-- WHAT YOU ARE ASKED TO DO --
Copy out, character for character, the lines of the listing below from the line containing "[locate] second tuba" through the last line of the listing, and no others.

** Begin THE RECORDS **

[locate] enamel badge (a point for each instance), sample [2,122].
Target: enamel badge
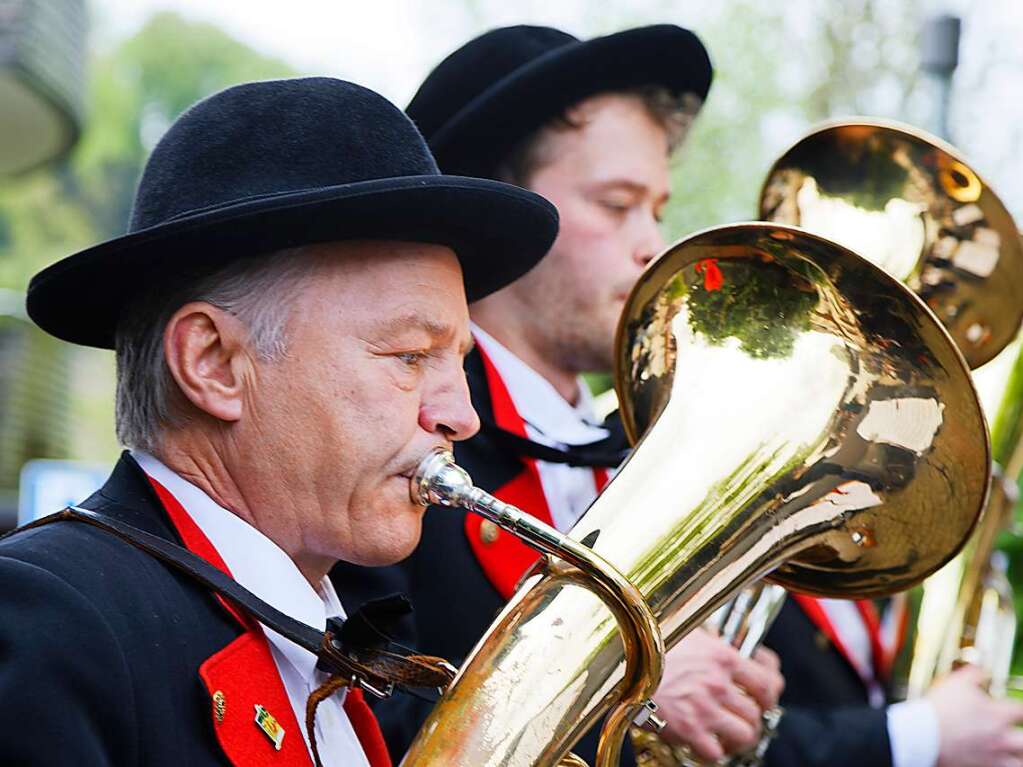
[269,725]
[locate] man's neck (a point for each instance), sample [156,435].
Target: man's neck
[565,381]
[195,461]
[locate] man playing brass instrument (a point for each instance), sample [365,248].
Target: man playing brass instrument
[288,313]
[835,700]
[591,126]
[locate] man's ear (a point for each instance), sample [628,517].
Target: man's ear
[207,353]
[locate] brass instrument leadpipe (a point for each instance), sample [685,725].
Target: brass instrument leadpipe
[439,481]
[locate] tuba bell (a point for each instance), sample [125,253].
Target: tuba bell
[803,415]
[907,201]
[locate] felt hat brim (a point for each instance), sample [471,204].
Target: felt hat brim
[497,231]
[494,122]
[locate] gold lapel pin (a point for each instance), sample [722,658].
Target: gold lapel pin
[269,725]
[219,706]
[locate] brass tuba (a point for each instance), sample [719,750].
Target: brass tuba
[907,201]
[803,414]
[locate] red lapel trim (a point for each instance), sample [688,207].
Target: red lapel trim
[242,673]
[882,658]
[818,617]
[878,652]
[502,556]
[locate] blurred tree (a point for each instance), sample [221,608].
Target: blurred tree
[60,404]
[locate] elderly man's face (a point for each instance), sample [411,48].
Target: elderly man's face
[372,380]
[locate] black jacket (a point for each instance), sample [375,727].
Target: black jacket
[101,645]
[453,599]
[827,720]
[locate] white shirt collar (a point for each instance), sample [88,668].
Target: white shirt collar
[539,404]
[256,561]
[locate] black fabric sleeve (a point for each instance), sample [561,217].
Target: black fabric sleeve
[65,693]
[850,736]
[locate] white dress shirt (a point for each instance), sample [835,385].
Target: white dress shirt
[913,725]
[263,568]
[550,420]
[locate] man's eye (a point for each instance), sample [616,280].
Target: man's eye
[412,359]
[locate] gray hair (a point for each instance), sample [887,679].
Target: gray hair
[257,290]
[674,113]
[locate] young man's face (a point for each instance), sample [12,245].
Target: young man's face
[609,178]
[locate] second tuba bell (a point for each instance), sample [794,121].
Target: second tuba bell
[802,414]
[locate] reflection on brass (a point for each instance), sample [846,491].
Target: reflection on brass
[905,200]
[488,531]
[438,481]
[967,613]
[748,357]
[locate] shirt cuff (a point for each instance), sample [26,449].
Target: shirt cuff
[914,733]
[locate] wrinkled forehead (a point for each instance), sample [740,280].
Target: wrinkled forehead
[390,283]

** End THE RECORDS **

-- TASK OUTPUT --
[locate] second tuba bell (a point for each instance), sample [794,121].
Target: second tuba bell
[802,414]
[locate] reflection on brass (a point for each instance), sample [846,491].
Target: reflection on brass
[905,200]
[488,531]
[438,481]
[967,613]
[748,357]
[locate] shirt cuff (a point for each instance), sample [26,449].
Target: shirt cuff
[914,733]
[locate] wrinkled forehead (a point for each instance), sample [740,280].
Target: wrinkled forehead
[390,283]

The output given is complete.